**YOUR TASK**
Pictures stay out of your copy, but everything else in the records below must be repeated exactly.

**GIVEN INFORMATION**
------------------------------------------------------------------------

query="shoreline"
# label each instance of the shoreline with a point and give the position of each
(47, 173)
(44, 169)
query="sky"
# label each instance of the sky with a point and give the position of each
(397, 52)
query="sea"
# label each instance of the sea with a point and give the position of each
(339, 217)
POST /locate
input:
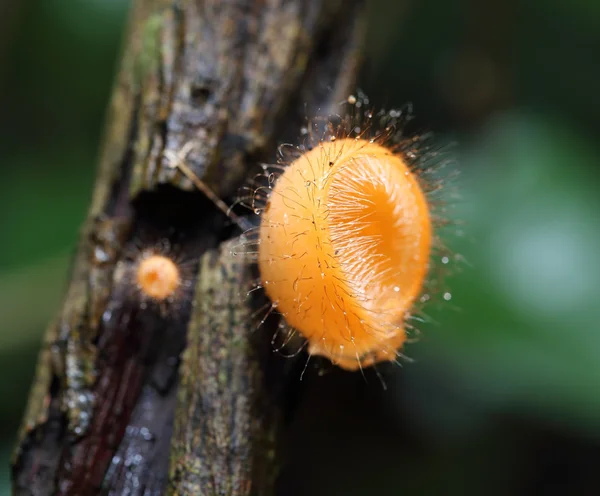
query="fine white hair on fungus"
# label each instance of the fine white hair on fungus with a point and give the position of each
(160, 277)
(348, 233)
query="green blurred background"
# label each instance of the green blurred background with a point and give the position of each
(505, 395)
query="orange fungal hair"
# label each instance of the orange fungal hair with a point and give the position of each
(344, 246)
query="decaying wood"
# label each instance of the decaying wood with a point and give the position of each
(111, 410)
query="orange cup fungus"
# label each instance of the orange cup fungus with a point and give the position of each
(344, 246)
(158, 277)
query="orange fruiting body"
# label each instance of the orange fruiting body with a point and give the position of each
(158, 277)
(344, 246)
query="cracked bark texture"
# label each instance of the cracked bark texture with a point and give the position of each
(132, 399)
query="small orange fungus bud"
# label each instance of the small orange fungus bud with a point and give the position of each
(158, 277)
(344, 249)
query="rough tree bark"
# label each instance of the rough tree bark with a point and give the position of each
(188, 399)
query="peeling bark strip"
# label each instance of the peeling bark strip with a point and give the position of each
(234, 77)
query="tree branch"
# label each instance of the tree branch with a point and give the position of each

------------------------------------------------------------------------

**FULL ANSWER**
query="shoreline"
# label each instance of the shoreline with a point and give the position of each
(47, 173)
(44, 169)
query="sky"
# label each instance of the sky with a point and give the position of each
(397, 52)
query="sea"
# label each instance of the sea with a point and give the position of each
(339, 217)
POST /locate
input:
query="fine white hair on fungus"
# label each instance of the fine white hair on fungus with a point and give the position of each
(160, 277)
(348, 233)
query="green blurred background"
# label each instance of the green blurred background with a point and give the position of each
(505, 395)
query="orange fungal hair"
# label each instance of the orange fungal hair with a point and give the position of each
(344, 246)
query="decaying wood"
# label each instance of the decaying wood with a point and give the position of each
(111, 410)
query="orange cup fungus"
# label each instance of the orange cup fungus with a point and give the position of each
(344, 246)
(158, 277)
query="orange fruiting body"
# label each instance of the orange fruiting body with a point and give the position of each
(158, 277)
(344, 246)
query="cracked bark texture"
# label each instance of the cracked bark texture with a point and give the position of each
(132, 399)
query="small orange fungus bud"
# label each instance of the small orange fungus bud with a point and give the position of each
(158, 277)
(344, 249)
query="rough tree bark"
# label each instance of the rough tree bark with a point and give the position of each
(188, 399)
query="peeling bark strip"
# label each instance of the peeling bark strip with a point and give the position of each
(234, 77)
query="tree branch"
# label each instance of the tree branch with a point and give the position of each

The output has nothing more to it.